**Testo selezionato:**
◆ ◆ ◆ ◆ ◆ ◆ ◆
Diventare madre
“Dottoressa, io mi vergogno a dirlo, ma quando è nata mia figlia non ho provato quell’amore assoluto che tutti raccontano. Cos’ho che non va?”
F. abbassa lo sguardo, sospira e cerca, non senza tormento, di attribuire un senso a tutti i vissuti di fatica, inadeguatezza, spaesamento che vive a seguito della nascita di sua figlia: il peso delle aspettative (esterne ed interne) su come essere una buona madre, le decine di libri sparsi per casa su allattamento e ciclo sonno-veglia, i sensi di colpa per non sentire le farfalle nello stomaco guardando alla propria bambina, le crisi di pianto, la ricerca di perfezione in una società in cui la rappresentazione del materno coincide con un sacrificio del Sé femminile e una dedizione totalizzante al figlio.
Lascito ingombrante dell’iconografia sacra e della società patriarcale, essere madri oggi prevede un’unica traiettoria percorribile, quella di un’esperienza dai risvolti psichici e fisici soddisfacenti e naturalmente appaganti. Tutto ciò che esce dal rigido tracciato è un tabù che sa di patologia.
Ma se sradichiamo lo stereotipo e ci addentriamo nella maternità del quotidiano, ci accorgiamo delle molteplici sfaccettature, anche contraddittorie, nel ruolo di madre, in cui convivono amore e odio, avvicinamento e allontanamento, accettazione e rifiuto, che concorrono a costruire quella specifica relazione madre-bambino. Una relazione che si alimenta col tempo tramite il contatto e la conoscenza, sulla base del bagaglio di vita di quella madre, di cosa significa per lei essere figlia e divenire genitore, di come ha vissuto sulla sua pelle l’amore genitoriale, che a volte, come scrive Florita, richiede tempo e respiro.
Non esistono foglietti illustrativi su come affrontare al meglio questo delicato passaggio di vita, la nascita biologica di un figlio può non coincidere magicamente con una perfetta sintonizzazione da parte della madre. Ci sono trasformazioni nel ripensare se stessi, il proprio corpo e la propria identità, c’è il bisogno di appropriarsi e legittimarsi nel ruolo di genitore, per non parlare delle rivoluzioni interne al rapporto di coppia.
Ricondurre il processo ad un “dev’essere così” aprioristico rischia di svalutare i vissuti interni e di oscurare la complessità di un passaggio esistenziale che cambia la vita.
◆ ◆ ◆ ◆ ◆ ◆ ◆
**Materiale fornito:**
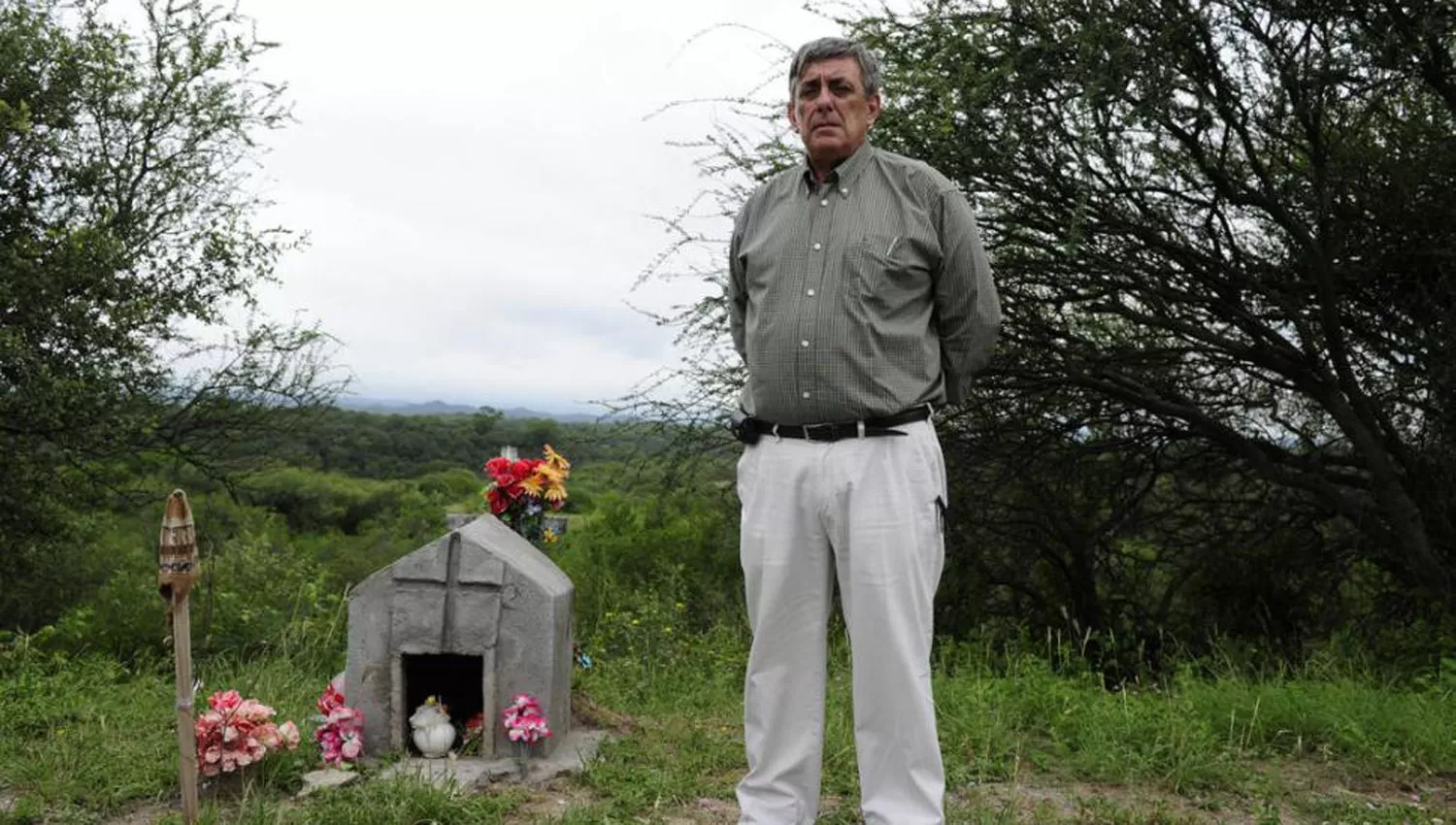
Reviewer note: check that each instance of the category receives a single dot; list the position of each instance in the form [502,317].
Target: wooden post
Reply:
[177,572]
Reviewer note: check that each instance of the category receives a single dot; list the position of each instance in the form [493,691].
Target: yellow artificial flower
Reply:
[533,484]
[549,475]
[556,460]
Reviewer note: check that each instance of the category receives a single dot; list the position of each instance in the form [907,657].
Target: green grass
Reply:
[86,740]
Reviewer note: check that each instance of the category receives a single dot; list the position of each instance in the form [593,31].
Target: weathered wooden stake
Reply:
[177,572]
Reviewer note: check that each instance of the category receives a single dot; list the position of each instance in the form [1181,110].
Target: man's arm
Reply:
[967,311]
[737,288]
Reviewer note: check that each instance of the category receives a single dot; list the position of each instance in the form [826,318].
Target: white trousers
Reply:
[870,511]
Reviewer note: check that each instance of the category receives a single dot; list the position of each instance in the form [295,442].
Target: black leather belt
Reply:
[868,428]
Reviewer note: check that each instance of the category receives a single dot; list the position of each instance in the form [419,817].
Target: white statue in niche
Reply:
[433,732]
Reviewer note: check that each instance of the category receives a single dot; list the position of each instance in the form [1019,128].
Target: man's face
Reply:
[830,110]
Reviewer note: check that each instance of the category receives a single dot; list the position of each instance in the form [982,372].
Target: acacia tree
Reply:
[1222,230]
[1226,215]
[127,215]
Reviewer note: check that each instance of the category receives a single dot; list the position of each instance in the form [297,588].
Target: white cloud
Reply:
[477,181]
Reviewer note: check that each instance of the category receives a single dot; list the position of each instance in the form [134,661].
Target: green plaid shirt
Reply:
[859,297]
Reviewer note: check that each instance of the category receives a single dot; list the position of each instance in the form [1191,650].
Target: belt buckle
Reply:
[826,428]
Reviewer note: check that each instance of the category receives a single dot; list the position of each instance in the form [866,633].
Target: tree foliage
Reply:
[1226,392]
[128,217]
[1220,224]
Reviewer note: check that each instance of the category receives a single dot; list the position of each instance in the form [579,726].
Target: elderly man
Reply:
[859,299]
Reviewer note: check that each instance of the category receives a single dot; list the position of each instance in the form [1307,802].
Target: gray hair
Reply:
[829,49]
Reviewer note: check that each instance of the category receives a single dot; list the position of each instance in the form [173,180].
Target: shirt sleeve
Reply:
[737,288]
[967,311]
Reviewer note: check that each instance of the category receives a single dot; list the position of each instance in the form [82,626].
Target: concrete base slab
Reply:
[570,755]
[325,778]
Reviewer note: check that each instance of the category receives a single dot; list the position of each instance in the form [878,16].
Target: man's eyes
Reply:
[836,89]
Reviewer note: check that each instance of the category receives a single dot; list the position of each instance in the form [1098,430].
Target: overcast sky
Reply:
[477,181]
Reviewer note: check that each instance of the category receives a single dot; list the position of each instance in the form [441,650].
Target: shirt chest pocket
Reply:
[888,273]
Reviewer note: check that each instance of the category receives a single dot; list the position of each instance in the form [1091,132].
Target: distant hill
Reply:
[386,407]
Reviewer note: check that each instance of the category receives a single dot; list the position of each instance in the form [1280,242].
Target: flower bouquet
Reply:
[523,490]
[236,732]
[340,732]
[524,725]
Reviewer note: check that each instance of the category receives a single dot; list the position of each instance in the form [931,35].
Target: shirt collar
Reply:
[846,172]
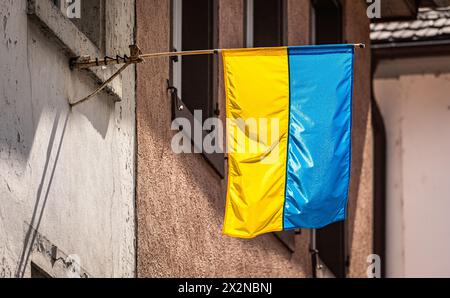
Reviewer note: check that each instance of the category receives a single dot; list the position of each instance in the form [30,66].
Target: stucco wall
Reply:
[416,109]
[180,199]
[360,209]
[66,175]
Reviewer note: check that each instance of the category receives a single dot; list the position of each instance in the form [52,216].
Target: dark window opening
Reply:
[268,23]
[331,240]
[198,72]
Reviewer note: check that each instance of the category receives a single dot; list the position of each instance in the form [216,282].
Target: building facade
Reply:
[411,88]
[181,198]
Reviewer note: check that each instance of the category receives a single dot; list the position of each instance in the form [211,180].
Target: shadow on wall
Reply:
[42,194]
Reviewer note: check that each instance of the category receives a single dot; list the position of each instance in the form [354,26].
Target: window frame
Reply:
[179,110]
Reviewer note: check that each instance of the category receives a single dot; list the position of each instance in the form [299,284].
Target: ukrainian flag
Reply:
[289,112]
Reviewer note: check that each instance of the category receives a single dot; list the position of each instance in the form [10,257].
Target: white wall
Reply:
[67,173]
[416,111]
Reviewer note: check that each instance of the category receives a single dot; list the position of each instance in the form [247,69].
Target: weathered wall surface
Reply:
[66,175]
[180,199]
[360,209]
[416,108]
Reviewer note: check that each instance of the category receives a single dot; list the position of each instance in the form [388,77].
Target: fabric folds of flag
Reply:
[289,112]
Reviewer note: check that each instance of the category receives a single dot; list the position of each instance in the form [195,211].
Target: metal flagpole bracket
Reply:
[86,62]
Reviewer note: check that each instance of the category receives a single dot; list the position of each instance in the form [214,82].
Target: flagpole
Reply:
[136,57]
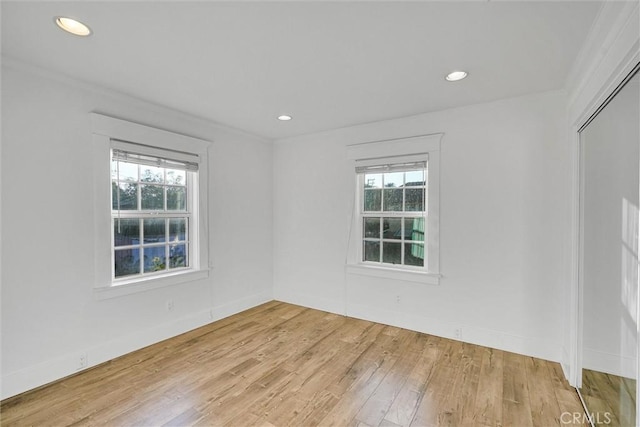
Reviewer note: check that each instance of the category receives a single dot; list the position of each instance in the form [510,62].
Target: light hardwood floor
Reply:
[280,364]
[609,398]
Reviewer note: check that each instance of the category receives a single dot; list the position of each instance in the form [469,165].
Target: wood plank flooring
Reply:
[609,398]
[284,365]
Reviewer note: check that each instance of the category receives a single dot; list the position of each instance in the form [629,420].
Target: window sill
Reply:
[143,284]
[394,273]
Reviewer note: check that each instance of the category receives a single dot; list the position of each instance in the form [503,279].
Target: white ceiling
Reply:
[328,64]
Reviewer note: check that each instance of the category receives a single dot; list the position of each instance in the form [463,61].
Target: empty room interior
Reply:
[319,213]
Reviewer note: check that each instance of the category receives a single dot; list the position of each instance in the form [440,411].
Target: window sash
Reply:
[166,162]
[375,166]
[151,156]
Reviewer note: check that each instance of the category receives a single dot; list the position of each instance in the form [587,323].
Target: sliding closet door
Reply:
[610,153]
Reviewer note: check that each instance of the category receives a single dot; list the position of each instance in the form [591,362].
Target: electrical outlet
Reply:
[83,361]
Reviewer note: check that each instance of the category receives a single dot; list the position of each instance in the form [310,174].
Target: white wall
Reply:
[504,202]
[49,312]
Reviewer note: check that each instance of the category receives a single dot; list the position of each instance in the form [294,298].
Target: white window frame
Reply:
[110,133]
[425,147]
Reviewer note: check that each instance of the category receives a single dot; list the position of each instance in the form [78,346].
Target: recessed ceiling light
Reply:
[455,76]
[72,26]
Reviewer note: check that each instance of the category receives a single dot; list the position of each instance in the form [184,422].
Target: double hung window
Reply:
[395,228]
[152,212]
[150,192]
[393,213]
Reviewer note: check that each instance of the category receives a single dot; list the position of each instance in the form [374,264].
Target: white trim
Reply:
[609,54]
[146,283]
[105,129]
[402,149]
[394,273]
[395,147]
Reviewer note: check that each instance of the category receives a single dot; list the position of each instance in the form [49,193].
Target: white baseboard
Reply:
[541,348]
[614,364]
[54,369]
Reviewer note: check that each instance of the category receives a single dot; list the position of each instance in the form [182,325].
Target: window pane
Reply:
[126,232]
[152,197]
[414,199]
[414,229]
[373,180]
[127,171]
[127,262]
[176,198]
[154,259]
[392,199]
[392,228]
[128,196]
[414,178]
[177,229]
[154,230]
[151,174]
[178,256]
[391,252]
[372,200]
[177,177]
[371,251]
[394,179]
[414,254]
[372,227]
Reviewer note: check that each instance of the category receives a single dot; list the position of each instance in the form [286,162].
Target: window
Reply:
[393,213]
[150,188]
[152,212]
[395,227]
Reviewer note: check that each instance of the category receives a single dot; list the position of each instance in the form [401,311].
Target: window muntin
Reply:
[393,214]
[152,214]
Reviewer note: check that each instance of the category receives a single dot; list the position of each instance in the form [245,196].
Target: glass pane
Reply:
[152,197]
[372,200]
[414,254]
[154,259]
[372,227]
[414,199]
[151,174]
[154,230]
[177,177]
[177,229]
[391,252]
[392,228]
[414,178]
[126,232]
[128,196]
[176,198]
[127,262]
[371,251]
[394,179]
[178,256]
[373,180]
[414,229]
[392,199]
[127,171]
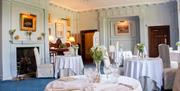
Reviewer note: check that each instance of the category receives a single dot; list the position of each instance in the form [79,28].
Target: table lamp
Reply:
[71,39]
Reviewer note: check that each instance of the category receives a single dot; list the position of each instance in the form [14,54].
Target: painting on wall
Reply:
[59,29]
[122,27]
[28,22]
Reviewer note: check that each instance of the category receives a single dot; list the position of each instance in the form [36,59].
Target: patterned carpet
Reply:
[25,85]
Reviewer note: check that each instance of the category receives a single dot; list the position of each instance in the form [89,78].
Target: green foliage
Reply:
[12,31]
[97,53]
[62,46]
[140,47]
[178,43]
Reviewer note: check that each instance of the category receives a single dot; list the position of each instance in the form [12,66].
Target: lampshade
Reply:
[71,39]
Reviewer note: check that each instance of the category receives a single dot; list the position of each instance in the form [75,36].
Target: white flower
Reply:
[178,43]
[97,53]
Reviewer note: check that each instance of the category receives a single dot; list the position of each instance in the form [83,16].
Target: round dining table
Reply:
[81,83]
[145,67]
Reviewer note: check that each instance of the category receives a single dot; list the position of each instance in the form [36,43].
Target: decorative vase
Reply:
[11,37]
[98,63]
[178,48]
[75,52]
[140,54]
[98,72]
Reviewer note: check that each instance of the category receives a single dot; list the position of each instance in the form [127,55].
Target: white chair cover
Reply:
[106,58]
[43,70]
[176,86]
[169,73]
[127,54]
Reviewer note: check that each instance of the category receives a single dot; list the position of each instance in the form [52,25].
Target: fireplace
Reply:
[26,62]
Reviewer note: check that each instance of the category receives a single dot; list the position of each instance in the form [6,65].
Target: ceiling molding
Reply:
[111,6]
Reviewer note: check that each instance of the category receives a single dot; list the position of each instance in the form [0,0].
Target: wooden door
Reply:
[157,35]
[87,43]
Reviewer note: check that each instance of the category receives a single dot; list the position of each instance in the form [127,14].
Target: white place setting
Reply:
[82,83]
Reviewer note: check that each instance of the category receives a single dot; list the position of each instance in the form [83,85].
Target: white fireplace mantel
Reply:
[23,43]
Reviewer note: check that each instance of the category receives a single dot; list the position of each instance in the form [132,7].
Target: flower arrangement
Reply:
[178,43]
[97,53]
[29,33]
[42,34]
[12,31]
[75,46]
[140,47]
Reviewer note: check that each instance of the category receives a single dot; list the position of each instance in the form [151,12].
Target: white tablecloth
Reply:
[175,56]
[150,67]
[80,83]
[75,63]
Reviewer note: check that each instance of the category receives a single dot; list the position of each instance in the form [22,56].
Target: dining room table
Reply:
[74,63]
[152,68]
[82,83]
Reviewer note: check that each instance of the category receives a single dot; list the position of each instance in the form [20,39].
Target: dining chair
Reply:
[43,70]
[169,72]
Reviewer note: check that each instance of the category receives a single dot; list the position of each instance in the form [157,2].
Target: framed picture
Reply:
[59,29]
[28,22]
[122,27]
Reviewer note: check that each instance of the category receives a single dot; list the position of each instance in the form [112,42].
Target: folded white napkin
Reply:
[112,87]
[73,85]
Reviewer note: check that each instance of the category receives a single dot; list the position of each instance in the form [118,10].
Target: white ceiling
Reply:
[81,5]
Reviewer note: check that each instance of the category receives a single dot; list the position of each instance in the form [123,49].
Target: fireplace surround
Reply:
[22,58]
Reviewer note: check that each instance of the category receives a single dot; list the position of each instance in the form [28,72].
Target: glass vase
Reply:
[141,54]
[75,52]
[98,63]
[98,72]
[178,48]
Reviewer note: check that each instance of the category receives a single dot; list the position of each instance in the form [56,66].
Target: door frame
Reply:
[149,35]
[82,33]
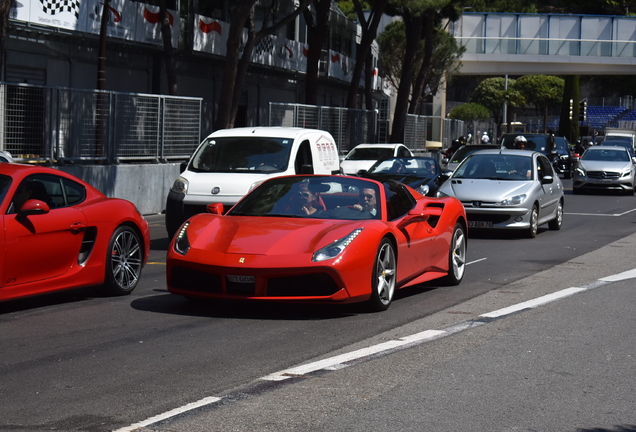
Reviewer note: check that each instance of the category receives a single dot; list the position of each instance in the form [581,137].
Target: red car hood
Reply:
[265,235]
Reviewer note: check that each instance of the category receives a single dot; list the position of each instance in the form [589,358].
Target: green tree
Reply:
[492,94]
[542,91]
[470,112]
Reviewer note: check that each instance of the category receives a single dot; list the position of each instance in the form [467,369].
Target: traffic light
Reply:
[583,110]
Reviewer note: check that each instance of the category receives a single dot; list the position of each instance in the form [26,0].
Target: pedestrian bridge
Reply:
[529,44]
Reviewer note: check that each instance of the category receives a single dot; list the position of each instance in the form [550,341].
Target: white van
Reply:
[230,162]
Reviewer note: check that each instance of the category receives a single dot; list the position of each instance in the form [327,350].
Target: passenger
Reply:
[368,201]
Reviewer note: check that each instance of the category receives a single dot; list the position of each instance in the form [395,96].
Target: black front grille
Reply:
[494,218]
[188,279]
[603,175]
[308,285]
[235,288]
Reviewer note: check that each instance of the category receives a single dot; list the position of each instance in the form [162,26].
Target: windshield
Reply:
[404,167]
[242,154]
[461,154]
[536,142]
[369,153]
[598,154]
[319,197]
[495,167]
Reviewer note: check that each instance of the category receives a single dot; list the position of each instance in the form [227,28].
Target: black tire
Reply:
[124,259]
[383,278]
[555,224]
[456,257]
[534,222]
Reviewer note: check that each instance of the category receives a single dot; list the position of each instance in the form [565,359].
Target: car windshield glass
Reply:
[606,155]
[242,154]
[370,153]
[5,181]
[464,151]
[533,142]
[320,197]
[495,167]
[404,167]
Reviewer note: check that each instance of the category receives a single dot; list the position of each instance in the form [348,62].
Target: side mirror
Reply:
[33,207]
[215,208]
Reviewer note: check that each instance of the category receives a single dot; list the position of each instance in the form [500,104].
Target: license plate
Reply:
[241,279]
[479,224]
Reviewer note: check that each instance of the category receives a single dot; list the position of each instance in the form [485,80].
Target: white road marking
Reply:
◆ ◆ ◆ ◆ ◆ ◆ ◆
**Istruzioni operative:**
1) Trasforma in un elenco puntato il paragrafo del testo sulla maternità che comincia con «Non esistono foglietti illustrativi», conservandone i fatti principali.
2) Riporta tutto il brano del testo sulla maternità da "Lascito ingombrante dell’iconografia" giù fino a "sa di patologia.", sostituendo "patologia" con "malattia".

**Risposte scritte:**
1)
- Non esistono istruzioni su come affrontare al meglio questo delicato passaggio di vita.
- La nascita biologica di un figlio può non coincidere con una perfetta sintonizzazione da parte della madre.
- La madre attraversa trasformazioni nel ripensare se stessa, il proprio corpo e la propria identità.
- C'è il bisogno di appropriarsi del ruolo di genitore e di legittimarsi in esso.
- Avvengono rivoluzioni interne al rapporto di coppia.

2)
Lascito ingombrante dell’iconografia sacra e della società patriarcale, essere madri oggi prevede un’unica traiettoria percorribile, quella di un’esperienza dai risvolti psichici e fisici soddisfacenti e naturalmente appaganti. Tutto ciò che esce dal rigido tracciato è un tabù che sa di malattia.